> _What the task requires_:
The data is to be retyped in full, exactly.
(Beginning of Provided records)
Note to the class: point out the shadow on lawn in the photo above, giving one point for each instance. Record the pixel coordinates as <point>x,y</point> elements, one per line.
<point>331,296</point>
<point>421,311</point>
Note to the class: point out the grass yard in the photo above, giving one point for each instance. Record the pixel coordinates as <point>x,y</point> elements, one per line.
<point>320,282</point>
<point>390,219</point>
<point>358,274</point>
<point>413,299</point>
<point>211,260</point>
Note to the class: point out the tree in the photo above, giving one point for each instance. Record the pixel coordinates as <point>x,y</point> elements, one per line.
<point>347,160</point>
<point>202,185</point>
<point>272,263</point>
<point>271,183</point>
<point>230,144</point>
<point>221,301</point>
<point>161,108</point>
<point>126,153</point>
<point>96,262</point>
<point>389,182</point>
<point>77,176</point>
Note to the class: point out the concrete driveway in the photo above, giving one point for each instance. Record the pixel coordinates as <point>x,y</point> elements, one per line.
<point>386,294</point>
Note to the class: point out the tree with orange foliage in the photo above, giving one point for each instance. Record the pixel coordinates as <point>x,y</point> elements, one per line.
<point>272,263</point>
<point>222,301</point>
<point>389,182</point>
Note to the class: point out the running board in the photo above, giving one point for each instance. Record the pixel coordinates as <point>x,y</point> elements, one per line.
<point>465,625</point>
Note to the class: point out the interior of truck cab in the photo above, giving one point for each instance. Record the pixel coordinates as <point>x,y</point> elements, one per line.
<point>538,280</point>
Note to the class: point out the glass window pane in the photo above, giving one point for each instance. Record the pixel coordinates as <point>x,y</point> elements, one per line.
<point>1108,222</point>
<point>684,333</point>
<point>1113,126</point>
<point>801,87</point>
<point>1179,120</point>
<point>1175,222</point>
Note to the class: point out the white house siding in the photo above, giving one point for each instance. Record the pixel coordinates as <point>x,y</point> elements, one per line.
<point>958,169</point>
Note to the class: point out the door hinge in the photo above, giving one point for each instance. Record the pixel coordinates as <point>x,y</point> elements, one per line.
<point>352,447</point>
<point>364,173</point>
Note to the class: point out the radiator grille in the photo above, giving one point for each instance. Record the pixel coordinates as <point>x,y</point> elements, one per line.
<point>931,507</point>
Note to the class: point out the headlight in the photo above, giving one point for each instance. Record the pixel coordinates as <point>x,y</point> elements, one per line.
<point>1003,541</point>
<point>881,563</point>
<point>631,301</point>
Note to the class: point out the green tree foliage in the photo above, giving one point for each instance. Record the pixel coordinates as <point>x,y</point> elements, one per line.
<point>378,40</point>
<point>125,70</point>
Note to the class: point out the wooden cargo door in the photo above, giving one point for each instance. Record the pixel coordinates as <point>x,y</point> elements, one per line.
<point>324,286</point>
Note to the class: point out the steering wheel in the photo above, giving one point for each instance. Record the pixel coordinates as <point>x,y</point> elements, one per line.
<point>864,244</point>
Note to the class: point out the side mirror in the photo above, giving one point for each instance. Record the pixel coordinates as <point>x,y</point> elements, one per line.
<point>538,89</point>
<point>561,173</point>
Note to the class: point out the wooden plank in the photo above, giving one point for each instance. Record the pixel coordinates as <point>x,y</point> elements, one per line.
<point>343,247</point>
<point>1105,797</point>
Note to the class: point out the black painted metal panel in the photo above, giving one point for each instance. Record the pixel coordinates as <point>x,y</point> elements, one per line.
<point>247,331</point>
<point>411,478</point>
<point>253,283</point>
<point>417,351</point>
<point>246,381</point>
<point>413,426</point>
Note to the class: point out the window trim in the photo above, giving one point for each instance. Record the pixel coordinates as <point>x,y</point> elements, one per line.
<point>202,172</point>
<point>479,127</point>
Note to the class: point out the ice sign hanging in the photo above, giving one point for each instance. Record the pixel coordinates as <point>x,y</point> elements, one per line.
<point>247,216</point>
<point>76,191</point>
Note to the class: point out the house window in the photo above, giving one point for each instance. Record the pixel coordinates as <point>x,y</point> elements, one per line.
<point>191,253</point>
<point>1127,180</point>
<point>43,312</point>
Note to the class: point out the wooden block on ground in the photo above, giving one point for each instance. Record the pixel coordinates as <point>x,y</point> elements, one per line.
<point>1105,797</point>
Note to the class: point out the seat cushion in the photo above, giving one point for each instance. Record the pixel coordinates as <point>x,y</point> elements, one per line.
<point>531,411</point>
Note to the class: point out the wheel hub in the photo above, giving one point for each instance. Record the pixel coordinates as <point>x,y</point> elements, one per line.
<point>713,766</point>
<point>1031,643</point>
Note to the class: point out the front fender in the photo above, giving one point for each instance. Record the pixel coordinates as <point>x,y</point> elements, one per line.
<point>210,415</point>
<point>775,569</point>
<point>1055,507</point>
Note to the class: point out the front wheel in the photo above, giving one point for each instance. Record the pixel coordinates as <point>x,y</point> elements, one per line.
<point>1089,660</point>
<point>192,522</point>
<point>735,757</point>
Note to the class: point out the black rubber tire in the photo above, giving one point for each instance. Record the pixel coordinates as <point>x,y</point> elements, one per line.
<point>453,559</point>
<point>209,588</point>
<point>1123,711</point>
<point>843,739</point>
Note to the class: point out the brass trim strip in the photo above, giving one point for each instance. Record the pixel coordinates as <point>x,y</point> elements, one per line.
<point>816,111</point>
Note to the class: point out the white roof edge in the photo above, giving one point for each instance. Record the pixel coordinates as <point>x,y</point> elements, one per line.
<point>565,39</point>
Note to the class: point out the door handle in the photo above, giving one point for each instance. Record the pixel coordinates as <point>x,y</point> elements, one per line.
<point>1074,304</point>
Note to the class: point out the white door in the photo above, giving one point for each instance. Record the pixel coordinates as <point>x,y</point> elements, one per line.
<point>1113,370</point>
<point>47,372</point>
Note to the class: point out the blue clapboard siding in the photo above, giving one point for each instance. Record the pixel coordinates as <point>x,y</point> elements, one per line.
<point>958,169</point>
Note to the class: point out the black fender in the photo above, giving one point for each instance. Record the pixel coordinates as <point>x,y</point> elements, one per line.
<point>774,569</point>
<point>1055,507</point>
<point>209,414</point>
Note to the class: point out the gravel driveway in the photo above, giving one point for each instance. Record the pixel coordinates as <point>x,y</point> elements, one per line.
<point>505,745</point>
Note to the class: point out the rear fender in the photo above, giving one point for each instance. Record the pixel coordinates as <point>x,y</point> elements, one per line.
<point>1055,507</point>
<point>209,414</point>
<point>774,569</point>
(End of Provided records)
> _Exercise response_:
Note to the class: point out the shadow on lawn in the photo above, giving one point for each instance. Record the pixel coordinates as <point>x,y</point> elements, one per line.
<point>331,296</point>
<point>421,311</point>
Note to the class: point out the grass yard in the photo above, giving one point for each instance. Record the pixel coordinates as <point>x,y</point> elements, one per line.
<point>320,282</point>
<point>390,219</point>
<point>358,274</point>
<point>413,299</point>
<point>211,260</point>
Note to the class: point out the tree in the photo above, giving one point for each instance. Record the pixel coordinates as <point>x,y</point> elements, one per line.
<point>347,160</point>
<point>202,185</point>
<point>272,263</point>
<point>271,183</point>
<point>230,144</point>
<point>221,301</point>
<point>161,108</point>
<point>126,153</point>
<point>96,262</point>
<point>389,182</point>
<point>77,176</point>
Note to the class: point out the concrete driveway in the photo above, giving one point for each instance. Record the pixel coordinates as <point>x,y</point> elements, one per line.
<point>386,294</point>
Note to the class: point out the tree with orange foliage in the photo above, giving one point for each instance. Record the pixel coordinates as <point>x,y</point> elements, one per line.
<point>272,263</point>
<point>222,301</point>
<point>389,182</point>
Note to the class: point out the running board in the photo above, giving one point for each instance. Record the pixel coordinates as <point>x,y</point> elements, one per line.
<point>465,625</point>
Note to the class: point out the interior of truck cab in the photo above, giving one point for each instance. Record the pixel coordinates as <point>x,y</point> elements, one per line.
<point>538,280</point>
Note to the class: point out the glass window pane in the photo above, giving one point for each instance. Record the pixel coordinates as <point>x,y</point> elements, one per line.
<point>1108,222</point>
<point>684,333</point>
<point>1113,126</point>
<point>801,87</point>
<point>1179,120</point>
<point>1175,222</point>
Note to the class: point out the white house siding in the photo above, giving one point for each instance. Record the pixel coordinates as <point>x,y</point> elements, one per line.
<point>958,169</point>
Note to the class: point out the door hinge in the photo above, giving one point for each instance. Record the pixel coordinates as <point>x,y</point> elements, one per line.
<point>352,447</point>
<point>364,173</point>
Note to the class: point out the radiator grille in the photo above, giving one point for each instance. Record the pixel coordinates as <point>x,y</point> elements, one per line.
<point>931,507</point>
Note to the class: point out the headlight in the photo above, giving one point for each instance. Record the pixel coordinates as <point>x,y</point> elements, one per line.
<point>1003,541</point>
<point>881,563</point>
<point>631,301</point>
Note to the class: point out the green tree foliage in the photo above, giving one point for each instance. Record the pixel coordinates as <point>x,y</point> elements, one per line.
<point>378,40</point>
<point>125,70</point>
Note to the class: point out the wooden cargo door in the photo above, giving one point for each instance. Record the pixel coordinates as <point>x,y</point> elements, one per line.
<point>324,286</point>
Note to the class: point out the steering wheel in the photo above, giving one point for each instance. Record the pixel coordinates as <point>x,y</point> elements, one per line.
<point>864,244</point>
Note to the class: point out the side mirror in the photo above, giving one point for each instance. Record the pixel coordinates as <point>x,y</point> elements, one per line.
<point>538,89</point>
<point>561,173</point>
Note to the class: point out the wooden plank in the photo above, giving one point for each instance. Record the pixel coordinates as <point>x,y</point> elements, one per line.
<point>343,247</point>
<point>1105,797</point>
Note to the class: point out the black painted metal panel in the photo above, giving one point for each instance. Record the pixel coordinates as <point>x,y</point> elements, one per line.
<point>247,331</point>
<point>411,478</point>
<point>253,283</point>
<point>417,351</point>
<point>246,381</point>
<point>413,426</point>
Note to the class: point out the window trim in the photo above, giving one point for each instance. Record the pixel coordinates as <point>x,y</point> elements, one per line.
<point>202,172</point>
<point>479,127</point>
Note to the class: point out the ice sign hanging in the photo above, giving one point for each instance. Record the pixel coordinates as <point>x,y</point> elements, one per line.
<point>247,216</point>
<point>76,191</point>
Note to the class: point out the house window in the photo above, giving one point for each instance. Record the pixel coordinates as <point>x,y</point> elements, one per line.
<point>191,253</point>
<point>1127,180</point>
<point>43,312</point>
Note to the class: point out the wooden block on ground in the photo above, giving one point for each instance. Record the pixel coordinates as <point>x,y</point> elements, one per line.
<point>1105,797</point>
Note to the class: point out the seat cushion in the photo above, giving one point for each instance. Record the pixel coordinates as <point>x,y</point> elements, one per line.
<point>531,411</point>
Note to the class: point out the wheel hub in the photo above, giving one point for each instance. Record the pixel coordinates as <point>x,y</point> elements, one per line.
<point>713,766</point>
<point>1031,643</point>
Note to the class: point out the front fender in the photo above, giving one point for each instance. Record the pixel coordinates as <point>x,y</point> elements, one per line.
<point>210,415</point>
<point>775,569</point>
<point>1055,507</point>
Note to the class: point out the front wheel in the photo above, giving one point for each instance. Record the pixel coordinates as <point>x,y</point> elements, one per line.
<point>1089,660</point>
<point>192,522</point>
<point>735,757</point>
Note to the class: point out the black rubber tire in the photo above, giving one point for each instance. Record the pixel coordinates as <point>x,y</point> elements, one per line.
<point>453,559</point>
<point>209,588</point>
<point>1123,711</point>
<point>843,739</point>
Note to the class: point out the brass trim strip in the photo above, giving one point for each instance. Record the pixel coordinates as <point>x,y</point> elements, one per line.
<point>816,111</point>
Note to the class: point out the white roof edge in the photo above, giving one point for each instance. Record the pixel coordinates as <point>x,y</point> elements, one per line.
<point>565,39</point>
Note to the class: point out the door handle in the photo above, giving one point for each instance. Record the pixel coordinates as <point>x,y</point> elements, one per line.
<point>1074,304</point>
Note to the class: point out the white door in the photo above, giving one point for each instance. Record the pixel coordinates as <point>x,y</point> elements, one per line.
<point>1113,370</point>
<point>47,372</point>
Note to the class: point out the blue clapboard siding in the photo above, giving one point for each instance. Record the pixel coordinates as <point>x,y</point> elements, one per line.
<point>958,169</point>
Note to the class: point out the black fender in the photo above, giving one point for each instance. Record the pixel coordinates as <point>x,y</point> elements, one per line.
<point>774,569</point>
<point>1055,507</point>
<point>209,414</point>
Note to the class: point out the gravel driveway in the photo above, giving one point for each instance. Record the pixel coordinates as <point>x,y</point> elements, one per line.
<point>505,745</point>
Note to the class: point out the rear fender in the photo above, giving one point for each instance. Record the pixel coordinates as <point>x,y</point> elements, one per line.
<point>1055,507</point>
<point>209,414</point>
<point>774,569</point>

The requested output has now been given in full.